ZIEL
Gib alle folgenden Einträge Zeile für Zeile als Markdown-Tabelle mit den Spalten „Nr.“ und „Zeile“ aus. Lass dabei Leerzeilen und die Bilder weg.

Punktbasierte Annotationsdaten
........
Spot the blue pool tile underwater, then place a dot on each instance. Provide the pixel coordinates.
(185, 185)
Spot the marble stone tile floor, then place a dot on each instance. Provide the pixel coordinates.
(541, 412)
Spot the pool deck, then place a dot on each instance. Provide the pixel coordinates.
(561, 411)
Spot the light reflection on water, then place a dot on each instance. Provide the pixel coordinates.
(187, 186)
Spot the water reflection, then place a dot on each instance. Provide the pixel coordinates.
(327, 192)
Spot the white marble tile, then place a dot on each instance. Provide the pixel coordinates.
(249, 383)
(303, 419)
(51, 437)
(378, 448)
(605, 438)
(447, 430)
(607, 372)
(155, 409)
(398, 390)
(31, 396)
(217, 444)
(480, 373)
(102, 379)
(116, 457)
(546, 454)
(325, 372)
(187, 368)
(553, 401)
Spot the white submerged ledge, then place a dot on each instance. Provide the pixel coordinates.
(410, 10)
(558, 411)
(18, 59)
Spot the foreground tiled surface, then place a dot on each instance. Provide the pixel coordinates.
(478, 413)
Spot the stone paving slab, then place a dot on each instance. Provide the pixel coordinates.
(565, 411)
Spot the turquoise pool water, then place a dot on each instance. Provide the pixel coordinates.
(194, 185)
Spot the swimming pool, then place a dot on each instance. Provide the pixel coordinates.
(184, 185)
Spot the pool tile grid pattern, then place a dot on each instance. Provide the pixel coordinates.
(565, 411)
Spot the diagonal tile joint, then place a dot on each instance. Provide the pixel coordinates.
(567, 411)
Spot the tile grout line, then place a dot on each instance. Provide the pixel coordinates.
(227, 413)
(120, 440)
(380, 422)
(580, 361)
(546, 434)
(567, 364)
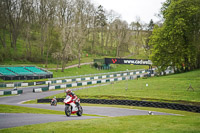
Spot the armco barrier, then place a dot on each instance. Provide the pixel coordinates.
(13, 92)
(134, 103)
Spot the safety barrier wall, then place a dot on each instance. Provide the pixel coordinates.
(134, 103)
(13, 92)
(73, 79)
(84, 83)
(126, 77)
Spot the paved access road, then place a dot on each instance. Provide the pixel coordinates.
(8, 120)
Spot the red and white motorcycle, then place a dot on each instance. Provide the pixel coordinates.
(71, 107)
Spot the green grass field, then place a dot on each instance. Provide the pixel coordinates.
(128, 124)
(170, 88)
(84, 70)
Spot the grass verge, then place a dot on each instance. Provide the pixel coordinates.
(127, 124)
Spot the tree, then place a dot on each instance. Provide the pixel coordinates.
(175, 43)
(101, 23)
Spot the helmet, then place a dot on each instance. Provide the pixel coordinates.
(68, 91)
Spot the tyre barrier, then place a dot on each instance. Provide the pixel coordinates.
(174, 106)
(14, 92)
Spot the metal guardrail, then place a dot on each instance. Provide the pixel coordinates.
(98, 74)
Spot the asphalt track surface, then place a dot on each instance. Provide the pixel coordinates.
(8, 120)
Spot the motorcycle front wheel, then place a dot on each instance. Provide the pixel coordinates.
(67, 110)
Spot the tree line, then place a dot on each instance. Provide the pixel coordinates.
(177, 42)
(61, 30)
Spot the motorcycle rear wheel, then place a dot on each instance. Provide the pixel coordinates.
(67, 110)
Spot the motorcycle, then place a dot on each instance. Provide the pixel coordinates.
(53, 102)
(72, 107)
........
LÖSUNG
| Nr. | Zeile |
|---|---|
| 1 | Spot the blue pool tile underwater, then place a dot on each instance. Provide the pixel coordinates. |
| 2 | (185, 185) |
| 3 | Spot the marble stone tile floor, then place a dot on each instance. Provide the pixel coordinates. |
| 4 | (541, 412) |
| 5 | Spot the pool deck, then place a dot on each instance. Provide the pixel coordinates. |
| 6 | (561, 411) |
| 7 | Spot the light reflection on water, then place a dot on each instance. Provide the pixel coordinates. |
| 8 | (187, 186) |
| 9 | Spot the water reflection, then place a dot on each instance. Provide the pixel coordinates. |
| 10 | (327, 192) |
| 11 | Spot the white marble tile, then place a dot on each instance. Provide the pixel coordinates. |
| 12 | (249, 383) |
| 13 | (303, 419) |
| 14 | (51, 437) |
| 15 | (378, 448) |
| 16 | (605, 438) |
| 17 | (447, 430) |
| 18 | (607, 372) |
| 19 | (155, 409) |
| 20 | (398, 390) |
| 21 | (31, 396) |
| 22 | (217, 444) |
| 23 | (480, 373) |
| 24 | (102, 379) |
| 25 | (116, 457) |
| 26 | (546, 454) |
| 27 | (325, 372) |
| 28 | (187, 368) |
| 29 | (553, 401) |
| 30 | Spot the white submerged ledge, then place a dot on each instance. Provide the pixel coordinates. |
| 31 | (410, 10) |
| 32 | (558, 411) |
| 33 | (18, 59) |
| 34 | Spot the foreground tiled surface, then place a dot on each instance. Provide the pixel coordinates. |
| 35 | (478, 413) |
| 36 | Spot the stone paving slab, then place a dot on each instance. Provide the pixel coordinates. |
| 37 | (565, 411) |
| 38 | Spot the turquoise pool water, then place a dot on each instance. Provide the pixel coordinates. |
| 39 | (194, 185) |
| 40 | Spot the swimming pool, then place a dot on each instance. Provide the pixel coordinates. |
| 41 | (184, 185) |
| 42 | Spot the pool tile grid pattern, then place a dot on each instance. Provide the pixel coordinates. |
| 43 | (565, 411) |
| 44 | Spot the diagonal tile joint, then place a dot on each instance. Provide the pixel coordinates. |
| 45 | (567, 411) |
| 46 | Spot the tile grout line, then place a dot on each instance. Provide the pixel coordinates. |
| 47 | (227, 413) |
| 48 | (120, 440) |
| 49 | (380, 422) |
| 50 | (580, 361) |
| 51 | (546, 434) |
| 52 | (567, 364) |
| 53 | Spot the armco barrier, then place a dot on each instance. Provide the pixel coordinates. |
| 54 | (13, 92) |
| 55 | (134, 103) |
| 56 | Spot the safety barrier wall, then place a dot on each instance. Provide the pixel coordinates. |
| 57 | (134, 103) |
| 58 | (13, 92) |
| 59 | (73, 79) |
| 60 | (84, 83) |
| 61 | (126, 77) |
| 62 | Spot the paved access road, then place a dot on each instance. Provide the pixel coordinates. |
| 63 | (8, 120) |
| 64 | Spot the red and white motorcycle, then place a dot on each instance. Provide the pixel coordinates. |
| 65 | (71, 107) |
| 66 | Spot the green grass field, then place a dot on each instance. Provide the pixel coordinates. |
| 67 | (128, 124) |
| 68 | (170, 88) |
| 69 | (84, 70) |
| 70 | Spot the grass verge, then place a dot on each instance. Provide the pixel coordinates. |
| 71 | (127, 124) |
| 72 | Spot the tree, then place a dot on each instance. Provide the pixel coordinates. |
| 73 | (175, 43) |
| 74 | (101, 23) |
| 75 | Spot the helmet, then place a dot on each instance. Provide the pixel coordinates. |
| 76 | (68, 91) |
| 77 | Spot the tyre barrier, then place a dot on each instance. Provide the pixel coordinates. |
| 78 | (174, 106) |
| 79 | (14, 92) |
| 80 | Spot the metal guardrail, then place a dot on each instance. Provide the pixel coordinates. |
| 81 | (98, 74) |
| 82 | Spot the asphalt track surface, then place a dot on each instance. Provide the pixel coordinates. |
| 83 | (8, 120) |
| 84 | Spot the motorcycle front wheel, then place a dot on each instance. Provide the pixel coordinates. |
| 85 | (67, 110) |
| 86 | Spot the tree line, then place a dot on each instance. Provide the pixel coordinates. |
| 87 | (177, 42) |
| 88 | (61, 30) |
| 89 | Spot the motorcycle rear wheel, then place a dot on each instance. Provide the pixel coordinates. |
| 90 | (67, 110) |
| 91 | Spot the motorcycle, then place a dot on each instance. Provide the pixel coordinates. |
| 92 | (53, 102) |
| 93 | (72, 107) |